#### What needs to be done
Could you write out all the entries below again, requests included, with every pin coordinate in the answers scaled by 2.5 and rounded to a whole number (halves round up)? Keep the sample coordinates in the requests as they are, and leave the pictures out.

#### Data for the task
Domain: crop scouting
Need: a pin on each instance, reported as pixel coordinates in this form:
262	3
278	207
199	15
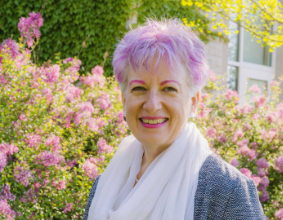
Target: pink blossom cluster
47	93
239	133
260	101
47	158
231	95
5	193
104	101
22	174
53	141
6	211
103	147
9	46
59	185
279	214
72	71
5	151
73	92
29	196
90	169
96	77
279	164
33	140
244	150
68	207
29	27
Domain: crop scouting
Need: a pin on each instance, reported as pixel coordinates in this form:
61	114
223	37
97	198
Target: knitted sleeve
90	197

#### Output below
Domain: crop scouting
Need: a pin on each instance, reported as pixel coordinates in this form:
262	3
278	207
199	15
Target: pink blossom cluster
118	233
598	333
650	253
118	395
578	238
13	483
260	253
55	435
133	353
15	528
258	368
23	115
148	463
698	535
180	178
13	378
183	230
73	490
225	423
240	193
698	410
83	350
610	375
170	518
73	68
Domain: crop scouting
Need: a pin on each instance, reported as pixel coordinates in this form:
61	114
223	37
97	198
Target: knitted sleeve
225	493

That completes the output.